* **DATA FOR PROCESSING**
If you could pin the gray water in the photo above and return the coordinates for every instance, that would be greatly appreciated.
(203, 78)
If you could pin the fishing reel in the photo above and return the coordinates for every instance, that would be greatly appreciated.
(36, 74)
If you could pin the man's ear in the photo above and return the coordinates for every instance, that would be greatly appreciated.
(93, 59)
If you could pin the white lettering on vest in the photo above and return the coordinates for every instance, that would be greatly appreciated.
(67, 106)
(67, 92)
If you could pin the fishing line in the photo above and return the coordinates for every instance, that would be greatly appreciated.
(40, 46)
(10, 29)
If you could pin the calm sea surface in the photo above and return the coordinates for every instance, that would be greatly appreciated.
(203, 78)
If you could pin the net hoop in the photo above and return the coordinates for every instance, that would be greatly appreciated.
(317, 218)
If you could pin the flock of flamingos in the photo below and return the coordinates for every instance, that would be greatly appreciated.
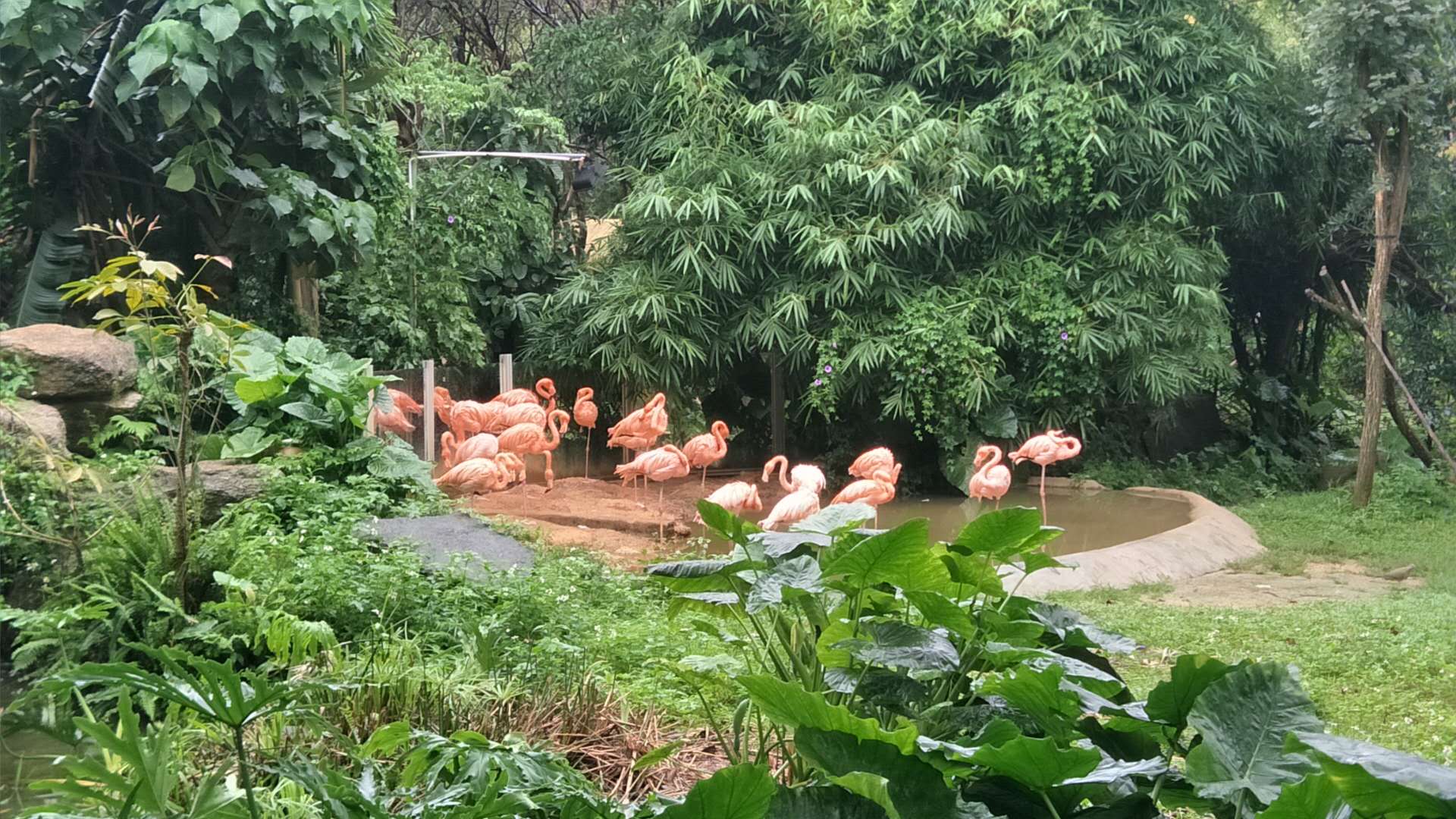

* **WORK REQUIRED**
Leave the pictures out and write out every entry exactly as given.

* **RESULT**
If you could pin the gray water in the photo above and return the coordinates for every instance, that would be greatly appreciated.
(203, 78)
If you could pin the fishing reel in the photo above and return the coordinates for every instance, that would be greatly appreciated.
(36, 74)
If you could pin the man's ear in the photo above and return the coordinates for every instance, that would be greatly appreciated.
(93, 59)
If you could pin the white lettering on vest in the photo above and return the coordinates for every instance, that would be greatly appreciated.
(67, 106)
(67, 92)
If you could pin the fishing line in the photo above and return the coordinates for every instance, that would be greatly appreciated.
(40, 46)
(10, 29)
If you could pin the calm sea surface in the photo above and return the coordinates for every instance, that would be greatly appreciated.
(203, 78)
If you could pin the net hoop in the photo above and return the coordinates for every instance, that would be greatly appreciated.
(317, 218)
If you could pin the flock of flamingos in the photo below and return the coordinates for every instance, that would be greatly appreciated.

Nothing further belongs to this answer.